→ Your assignment
Only the number is needed: how many lines in the entries below contain the string "foliage"?

Natural-language object grounding data:
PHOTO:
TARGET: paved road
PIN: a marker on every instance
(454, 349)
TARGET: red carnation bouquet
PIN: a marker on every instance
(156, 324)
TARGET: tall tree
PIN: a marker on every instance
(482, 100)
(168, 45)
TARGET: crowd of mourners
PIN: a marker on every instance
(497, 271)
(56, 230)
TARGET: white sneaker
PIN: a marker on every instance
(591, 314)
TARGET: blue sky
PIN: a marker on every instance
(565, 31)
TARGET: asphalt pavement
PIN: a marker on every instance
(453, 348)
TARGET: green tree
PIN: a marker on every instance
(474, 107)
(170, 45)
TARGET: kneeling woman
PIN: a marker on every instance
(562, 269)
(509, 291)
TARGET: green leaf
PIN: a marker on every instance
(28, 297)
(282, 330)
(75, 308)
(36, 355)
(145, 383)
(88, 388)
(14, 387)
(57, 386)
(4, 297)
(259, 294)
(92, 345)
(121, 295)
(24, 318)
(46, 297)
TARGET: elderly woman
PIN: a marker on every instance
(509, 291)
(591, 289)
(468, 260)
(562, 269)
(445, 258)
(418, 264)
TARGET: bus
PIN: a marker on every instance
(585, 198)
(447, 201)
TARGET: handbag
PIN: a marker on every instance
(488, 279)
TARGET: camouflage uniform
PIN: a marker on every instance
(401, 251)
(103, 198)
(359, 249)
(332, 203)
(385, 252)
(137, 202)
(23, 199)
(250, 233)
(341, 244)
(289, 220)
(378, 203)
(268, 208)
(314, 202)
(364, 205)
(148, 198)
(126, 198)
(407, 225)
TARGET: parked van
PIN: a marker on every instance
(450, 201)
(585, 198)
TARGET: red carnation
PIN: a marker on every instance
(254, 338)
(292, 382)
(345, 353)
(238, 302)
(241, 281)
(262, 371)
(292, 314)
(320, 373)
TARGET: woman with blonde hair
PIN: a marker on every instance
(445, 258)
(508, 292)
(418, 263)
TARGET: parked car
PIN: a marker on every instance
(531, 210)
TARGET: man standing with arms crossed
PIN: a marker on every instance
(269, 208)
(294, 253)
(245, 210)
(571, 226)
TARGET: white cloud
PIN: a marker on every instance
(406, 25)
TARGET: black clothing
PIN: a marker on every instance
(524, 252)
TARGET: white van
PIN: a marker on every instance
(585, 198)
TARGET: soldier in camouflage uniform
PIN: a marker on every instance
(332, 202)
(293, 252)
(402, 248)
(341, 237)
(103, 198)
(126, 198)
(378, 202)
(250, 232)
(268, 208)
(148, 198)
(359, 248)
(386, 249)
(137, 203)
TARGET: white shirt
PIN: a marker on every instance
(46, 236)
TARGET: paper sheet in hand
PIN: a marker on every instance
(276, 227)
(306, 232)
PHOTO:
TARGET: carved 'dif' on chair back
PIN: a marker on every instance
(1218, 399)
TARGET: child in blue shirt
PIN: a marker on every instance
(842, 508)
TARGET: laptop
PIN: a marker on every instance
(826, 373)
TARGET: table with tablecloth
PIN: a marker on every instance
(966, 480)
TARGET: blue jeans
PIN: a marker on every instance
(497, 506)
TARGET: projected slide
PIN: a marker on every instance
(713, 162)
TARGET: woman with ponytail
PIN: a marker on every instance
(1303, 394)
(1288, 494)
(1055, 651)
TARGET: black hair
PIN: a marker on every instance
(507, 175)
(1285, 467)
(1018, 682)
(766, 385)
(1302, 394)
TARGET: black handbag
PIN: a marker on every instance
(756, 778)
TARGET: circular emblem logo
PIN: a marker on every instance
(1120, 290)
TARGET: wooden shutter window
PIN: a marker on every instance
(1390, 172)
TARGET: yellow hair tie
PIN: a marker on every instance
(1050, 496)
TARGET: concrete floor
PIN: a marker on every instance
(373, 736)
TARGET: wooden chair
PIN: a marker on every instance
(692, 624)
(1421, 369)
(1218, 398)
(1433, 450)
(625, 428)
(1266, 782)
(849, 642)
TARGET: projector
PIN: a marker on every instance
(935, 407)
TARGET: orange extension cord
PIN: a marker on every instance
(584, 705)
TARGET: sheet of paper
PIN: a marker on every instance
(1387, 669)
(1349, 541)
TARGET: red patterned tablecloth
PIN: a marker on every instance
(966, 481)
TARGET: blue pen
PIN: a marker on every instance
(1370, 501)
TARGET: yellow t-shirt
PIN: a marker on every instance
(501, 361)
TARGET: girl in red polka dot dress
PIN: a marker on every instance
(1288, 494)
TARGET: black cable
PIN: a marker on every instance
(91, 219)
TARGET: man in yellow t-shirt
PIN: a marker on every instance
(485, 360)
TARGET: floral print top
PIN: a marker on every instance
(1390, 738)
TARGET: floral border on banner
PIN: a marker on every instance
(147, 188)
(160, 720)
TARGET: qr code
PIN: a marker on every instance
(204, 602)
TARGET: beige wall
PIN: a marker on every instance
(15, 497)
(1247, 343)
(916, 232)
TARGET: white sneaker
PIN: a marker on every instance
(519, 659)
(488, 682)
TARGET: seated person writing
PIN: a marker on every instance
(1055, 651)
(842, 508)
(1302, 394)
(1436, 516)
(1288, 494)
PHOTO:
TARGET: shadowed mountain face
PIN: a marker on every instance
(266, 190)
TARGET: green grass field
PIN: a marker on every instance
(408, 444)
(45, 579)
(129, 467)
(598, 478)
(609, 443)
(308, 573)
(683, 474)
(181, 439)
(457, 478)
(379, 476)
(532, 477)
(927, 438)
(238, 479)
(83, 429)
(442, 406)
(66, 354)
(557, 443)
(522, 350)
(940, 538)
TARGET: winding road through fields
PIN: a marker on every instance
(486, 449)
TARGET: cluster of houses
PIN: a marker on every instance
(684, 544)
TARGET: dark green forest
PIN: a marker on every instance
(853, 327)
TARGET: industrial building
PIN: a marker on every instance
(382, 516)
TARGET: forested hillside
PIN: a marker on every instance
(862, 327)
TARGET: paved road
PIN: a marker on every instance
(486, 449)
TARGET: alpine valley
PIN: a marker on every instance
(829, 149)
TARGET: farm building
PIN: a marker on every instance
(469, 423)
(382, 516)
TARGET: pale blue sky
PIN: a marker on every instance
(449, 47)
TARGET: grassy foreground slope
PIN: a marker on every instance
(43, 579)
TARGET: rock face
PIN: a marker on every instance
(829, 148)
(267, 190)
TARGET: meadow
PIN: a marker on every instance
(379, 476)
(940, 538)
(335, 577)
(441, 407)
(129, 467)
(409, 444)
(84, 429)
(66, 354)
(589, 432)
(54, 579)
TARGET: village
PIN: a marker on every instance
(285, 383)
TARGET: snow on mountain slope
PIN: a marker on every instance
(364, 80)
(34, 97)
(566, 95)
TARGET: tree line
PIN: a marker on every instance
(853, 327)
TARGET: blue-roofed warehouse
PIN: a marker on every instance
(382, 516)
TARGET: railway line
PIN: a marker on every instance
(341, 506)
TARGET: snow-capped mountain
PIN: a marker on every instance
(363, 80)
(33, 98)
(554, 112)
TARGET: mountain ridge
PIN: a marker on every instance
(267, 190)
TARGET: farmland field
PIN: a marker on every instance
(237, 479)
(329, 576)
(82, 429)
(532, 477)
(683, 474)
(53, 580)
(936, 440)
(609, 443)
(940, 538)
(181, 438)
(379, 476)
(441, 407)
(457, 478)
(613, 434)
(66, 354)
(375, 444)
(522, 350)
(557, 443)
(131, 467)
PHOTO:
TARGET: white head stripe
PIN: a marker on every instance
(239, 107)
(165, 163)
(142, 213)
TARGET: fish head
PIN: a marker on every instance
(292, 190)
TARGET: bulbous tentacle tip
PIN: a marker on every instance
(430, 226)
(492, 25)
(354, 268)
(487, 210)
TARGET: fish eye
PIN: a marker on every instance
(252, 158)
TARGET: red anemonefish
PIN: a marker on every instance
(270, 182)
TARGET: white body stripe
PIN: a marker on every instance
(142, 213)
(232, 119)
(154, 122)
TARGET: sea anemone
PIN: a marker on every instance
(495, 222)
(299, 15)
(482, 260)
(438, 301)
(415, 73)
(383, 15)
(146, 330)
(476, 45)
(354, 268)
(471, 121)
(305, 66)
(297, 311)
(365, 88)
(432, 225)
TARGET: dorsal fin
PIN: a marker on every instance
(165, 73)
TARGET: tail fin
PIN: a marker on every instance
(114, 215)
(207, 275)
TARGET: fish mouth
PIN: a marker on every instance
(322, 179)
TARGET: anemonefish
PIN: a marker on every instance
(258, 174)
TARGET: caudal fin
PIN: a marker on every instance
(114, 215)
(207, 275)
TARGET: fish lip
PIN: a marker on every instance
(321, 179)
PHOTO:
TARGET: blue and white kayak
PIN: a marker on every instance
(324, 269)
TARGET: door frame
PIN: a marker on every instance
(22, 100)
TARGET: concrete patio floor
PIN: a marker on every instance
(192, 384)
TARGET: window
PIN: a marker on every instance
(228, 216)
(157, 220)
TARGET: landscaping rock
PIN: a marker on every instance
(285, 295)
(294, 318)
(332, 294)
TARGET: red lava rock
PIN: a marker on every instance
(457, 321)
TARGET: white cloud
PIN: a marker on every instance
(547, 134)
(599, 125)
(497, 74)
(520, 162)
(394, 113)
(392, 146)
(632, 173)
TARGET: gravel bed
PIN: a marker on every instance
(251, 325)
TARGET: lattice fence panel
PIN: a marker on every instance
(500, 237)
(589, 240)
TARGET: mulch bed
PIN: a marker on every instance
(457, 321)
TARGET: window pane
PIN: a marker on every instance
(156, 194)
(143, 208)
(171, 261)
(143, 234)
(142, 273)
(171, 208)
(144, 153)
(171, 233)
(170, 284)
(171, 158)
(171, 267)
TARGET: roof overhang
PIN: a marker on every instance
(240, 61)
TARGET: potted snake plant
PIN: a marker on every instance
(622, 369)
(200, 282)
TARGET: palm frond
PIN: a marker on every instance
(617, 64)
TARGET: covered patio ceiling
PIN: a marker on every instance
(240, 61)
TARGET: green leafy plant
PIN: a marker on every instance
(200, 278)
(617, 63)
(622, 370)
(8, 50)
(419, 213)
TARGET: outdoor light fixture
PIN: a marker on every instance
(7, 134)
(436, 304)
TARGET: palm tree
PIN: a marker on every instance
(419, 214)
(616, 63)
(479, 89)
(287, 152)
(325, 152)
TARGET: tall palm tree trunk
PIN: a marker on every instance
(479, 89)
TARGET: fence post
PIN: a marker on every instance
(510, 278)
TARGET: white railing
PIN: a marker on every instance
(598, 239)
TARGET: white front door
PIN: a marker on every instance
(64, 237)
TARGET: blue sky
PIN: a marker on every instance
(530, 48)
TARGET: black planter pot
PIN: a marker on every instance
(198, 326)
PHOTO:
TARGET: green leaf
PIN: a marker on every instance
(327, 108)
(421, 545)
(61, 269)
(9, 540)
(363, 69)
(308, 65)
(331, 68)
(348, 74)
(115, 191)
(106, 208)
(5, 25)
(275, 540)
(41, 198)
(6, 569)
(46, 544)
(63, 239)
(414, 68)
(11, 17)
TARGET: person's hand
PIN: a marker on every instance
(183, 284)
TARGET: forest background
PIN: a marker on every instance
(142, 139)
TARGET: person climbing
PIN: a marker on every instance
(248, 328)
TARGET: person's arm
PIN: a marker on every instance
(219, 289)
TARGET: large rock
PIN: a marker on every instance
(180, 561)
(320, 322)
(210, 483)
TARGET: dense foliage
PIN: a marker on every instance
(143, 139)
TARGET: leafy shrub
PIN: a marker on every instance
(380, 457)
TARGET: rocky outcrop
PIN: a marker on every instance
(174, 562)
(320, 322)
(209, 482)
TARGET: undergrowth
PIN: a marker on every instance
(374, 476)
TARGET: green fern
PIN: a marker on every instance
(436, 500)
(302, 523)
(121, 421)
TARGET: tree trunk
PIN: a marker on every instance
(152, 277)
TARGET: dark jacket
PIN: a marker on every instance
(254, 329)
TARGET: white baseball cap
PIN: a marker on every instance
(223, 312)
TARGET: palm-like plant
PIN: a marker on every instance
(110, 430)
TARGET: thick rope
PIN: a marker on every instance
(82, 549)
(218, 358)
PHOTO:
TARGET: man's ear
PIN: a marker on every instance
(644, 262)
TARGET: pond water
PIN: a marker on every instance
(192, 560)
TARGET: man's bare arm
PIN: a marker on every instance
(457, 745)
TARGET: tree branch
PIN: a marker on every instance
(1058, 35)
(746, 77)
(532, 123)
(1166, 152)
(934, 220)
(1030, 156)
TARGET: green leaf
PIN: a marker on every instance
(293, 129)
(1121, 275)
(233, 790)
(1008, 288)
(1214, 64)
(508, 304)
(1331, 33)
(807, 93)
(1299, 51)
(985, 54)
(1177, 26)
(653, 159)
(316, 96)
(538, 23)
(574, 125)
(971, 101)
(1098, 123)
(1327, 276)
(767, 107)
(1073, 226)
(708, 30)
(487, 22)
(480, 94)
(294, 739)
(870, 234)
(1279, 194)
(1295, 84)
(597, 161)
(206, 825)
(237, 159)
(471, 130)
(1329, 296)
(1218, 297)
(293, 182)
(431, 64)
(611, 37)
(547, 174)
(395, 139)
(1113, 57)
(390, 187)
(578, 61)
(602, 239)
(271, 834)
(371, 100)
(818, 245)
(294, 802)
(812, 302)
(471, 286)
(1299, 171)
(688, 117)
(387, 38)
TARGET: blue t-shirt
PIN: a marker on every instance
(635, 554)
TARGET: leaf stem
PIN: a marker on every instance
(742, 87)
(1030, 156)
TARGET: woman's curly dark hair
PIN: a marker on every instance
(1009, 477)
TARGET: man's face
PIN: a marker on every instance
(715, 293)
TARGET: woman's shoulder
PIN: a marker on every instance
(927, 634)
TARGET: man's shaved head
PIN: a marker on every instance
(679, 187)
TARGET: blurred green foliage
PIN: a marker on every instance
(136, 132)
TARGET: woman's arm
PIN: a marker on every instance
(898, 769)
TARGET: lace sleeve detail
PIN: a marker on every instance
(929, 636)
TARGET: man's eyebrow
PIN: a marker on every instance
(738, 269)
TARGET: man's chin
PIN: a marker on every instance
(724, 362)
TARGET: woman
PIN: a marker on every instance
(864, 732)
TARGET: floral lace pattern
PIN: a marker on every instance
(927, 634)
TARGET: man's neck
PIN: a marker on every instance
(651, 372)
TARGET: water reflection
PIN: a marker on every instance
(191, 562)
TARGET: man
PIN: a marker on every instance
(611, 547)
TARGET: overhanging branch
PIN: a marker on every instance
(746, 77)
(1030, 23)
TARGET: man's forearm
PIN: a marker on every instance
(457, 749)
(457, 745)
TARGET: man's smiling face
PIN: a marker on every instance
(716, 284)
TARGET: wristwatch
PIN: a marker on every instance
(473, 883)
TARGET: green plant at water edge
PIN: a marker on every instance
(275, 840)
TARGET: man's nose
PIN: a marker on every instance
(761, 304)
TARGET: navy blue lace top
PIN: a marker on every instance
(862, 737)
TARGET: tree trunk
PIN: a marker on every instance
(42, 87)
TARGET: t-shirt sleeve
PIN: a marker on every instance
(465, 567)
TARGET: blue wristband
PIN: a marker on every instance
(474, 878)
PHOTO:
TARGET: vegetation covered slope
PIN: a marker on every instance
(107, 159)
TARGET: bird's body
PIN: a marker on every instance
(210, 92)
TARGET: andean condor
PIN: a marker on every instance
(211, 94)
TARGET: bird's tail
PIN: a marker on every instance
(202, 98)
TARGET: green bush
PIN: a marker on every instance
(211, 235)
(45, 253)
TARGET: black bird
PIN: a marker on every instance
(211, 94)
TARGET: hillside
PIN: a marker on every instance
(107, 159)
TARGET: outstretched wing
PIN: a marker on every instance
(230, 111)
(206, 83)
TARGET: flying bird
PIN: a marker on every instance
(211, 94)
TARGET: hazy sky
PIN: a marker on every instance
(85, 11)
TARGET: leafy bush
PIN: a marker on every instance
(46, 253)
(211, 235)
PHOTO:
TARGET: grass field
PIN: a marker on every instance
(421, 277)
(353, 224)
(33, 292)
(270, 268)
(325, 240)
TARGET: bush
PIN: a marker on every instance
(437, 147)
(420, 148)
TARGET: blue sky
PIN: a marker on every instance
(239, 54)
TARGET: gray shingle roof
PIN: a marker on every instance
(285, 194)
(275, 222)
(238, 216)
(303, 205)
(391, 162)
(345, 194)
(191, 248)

→ Result of the exercise
2